What is required: Please copy the material from the line with "Batch job #47 — class: rope." to the line with "212;111;244;179", both included, swapping "instance" for "object" and keeping everything else the same.

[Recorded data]
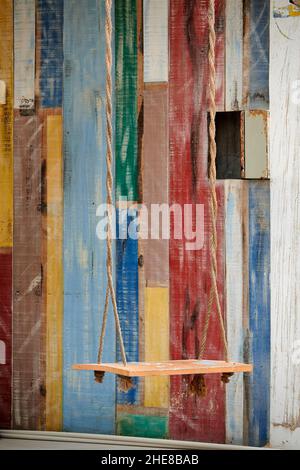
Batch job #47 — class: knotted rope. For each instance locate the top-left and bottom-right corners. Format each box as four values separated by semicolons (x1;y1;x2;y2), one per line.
199;0;228;360
95;0;127;370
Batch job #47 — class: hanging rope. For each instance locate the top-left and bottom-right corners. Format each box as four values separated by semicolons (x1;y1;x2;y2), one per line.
199;0;228;360
98;0;127;366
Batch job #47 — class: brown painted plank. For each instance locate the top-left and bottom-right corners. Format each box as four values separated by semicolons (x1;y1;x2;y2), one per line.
0;248;12;428
143;84;169;287
13;111;46;429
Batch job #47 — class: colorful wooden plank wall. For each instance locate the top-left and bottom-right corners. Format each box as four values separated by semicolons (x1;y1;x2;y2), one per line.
0;0;270;445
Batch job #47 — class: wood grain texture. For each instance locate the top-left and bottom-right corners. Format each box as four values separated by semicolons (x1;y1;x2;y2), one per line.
169;0;225;442
13;111;46;430
245;110;269;179
0;0;13;248
225;0;243;111
144;0;169;83
115;0;138;201
63;0;115;434
0;252;12;429
117;413;168;439
144;287;170;408
116;210;140;405
38;0;64;108
270;13;300;449
225;181;248;445
249;0;271;109
143;84;169;287
245;181;271;446
45;111;63;431
73;359;252;377
14;0;35;112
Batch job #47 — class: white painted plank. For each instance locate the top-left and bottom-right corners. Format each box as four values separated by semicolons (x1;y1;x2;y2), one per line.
270;15;300;449
14;0;35;110
225;0;243;111
144;0;169;83
225;180;248;445
245;110;269;179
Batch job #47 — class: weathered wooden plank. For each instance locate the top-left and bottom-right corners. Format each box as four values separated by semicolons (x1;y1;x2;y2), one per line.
144;0;169;83
169;0;225;442
14;0;35;112
115;0;138;201
117;414;168;439
144;287;170;408
45;111;63;431
63;0;115;434
225;0;243;111
38;0;64;108
245;181;271;446
13;111;46;430
270;13;300;449
143;84;169;287
0;248;12;429
225;181;248;444
245;110;269;179
0;0;13;248
116;209;140;404
249;0;271;109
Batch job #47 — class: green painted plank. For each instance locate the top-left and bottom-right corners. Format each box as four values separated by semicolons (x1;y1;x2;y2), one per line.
117;414;168;439
115;0;138;201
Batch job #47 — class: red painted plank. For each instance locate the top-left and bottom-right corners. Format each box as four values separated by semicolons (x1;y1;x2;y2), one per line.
0;248;12;429
169;0;225;442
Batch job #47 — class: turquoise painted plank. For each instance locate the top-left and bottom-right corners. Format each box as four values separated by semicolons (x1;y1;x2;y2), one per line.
115;0;138;201
249;0;270;109
116;210;139;405
118;413;168;439
38;0;64;108
63;0;116;434
246;181;270;446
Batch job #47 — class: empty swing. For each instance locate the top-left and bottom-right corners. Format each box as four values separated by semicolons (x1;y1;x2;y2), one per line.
73;0;252;396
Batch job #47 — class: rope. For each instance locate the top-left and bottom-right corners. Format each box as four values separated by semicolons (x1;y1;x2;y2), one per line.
98;0;127;366
199;0;228;360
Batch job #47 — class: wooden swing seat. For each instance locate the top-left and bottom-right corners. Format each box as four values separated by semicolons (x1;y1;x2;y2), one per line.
73;359;253;377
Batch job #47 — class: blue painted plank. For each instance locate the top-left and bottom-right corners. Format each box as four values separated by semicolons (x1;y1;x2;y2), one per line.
116;209;139;404
63;0;116;434
38;0;64;108
246;181;270;446
249;0;271;109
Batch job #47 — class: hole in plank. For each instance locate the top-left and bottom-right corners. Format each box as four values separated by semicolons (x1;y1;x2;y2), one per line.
212;111;244;179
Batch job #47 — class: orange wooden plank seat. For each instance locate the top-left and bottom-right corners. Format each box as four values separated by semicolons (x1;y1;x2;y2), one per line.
73;359;253;377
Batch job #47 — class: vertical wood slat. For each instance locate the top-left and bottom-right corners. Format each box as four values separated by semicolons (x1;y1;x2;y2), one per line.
38;0;64;108
0;0;13;248
45;110;63;431
13;111;46;430
246;181;271;446
270;13;300;449
249;0;271;109
144;0;169;83
14;0;35;112
225;0;243;111
169;0;225;442
145;287;170;408
225;180;248;445
0;248;12;429
63;0;116;434
115;0;142;405
244;110;269;179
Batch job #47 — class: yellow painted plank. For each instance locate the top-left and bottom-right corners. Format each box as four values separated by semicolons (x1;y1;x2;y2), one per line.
0;0;13;248
144;287;170;408
46;115;63;431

Task answer:
Batch job #47 — class: rope. For each object locate the top-left and bottom-right corners. Format each box as four values separated by semicolons (x1;y1;x2;y2), one per line.
98;0;127;366
199;0;228;360
Batch job #47 — class: wooden swing seat. For each object locate the top-left and bottom-right corners. Format each box as four values separated by semicolons (x1;y1;x2;y2), one per line.
73;359;253;377
Batch job #47 — class: blue painted plank. For each object locate the top-left and bottom-right corners. Format each box as four values separated by semicolons (x1;y1;x2;y2), one per line.
116;209;139;404
63;0;116;434
38;0;64;108
246;181;270;446
249;0;271;109
Batch job #47 — class: hole in plank. For each object locate the top-left and bottom-right corners. Format each box as four values separated by semicolons (x1;y1;x2;y2), one per line.
212;111;244;179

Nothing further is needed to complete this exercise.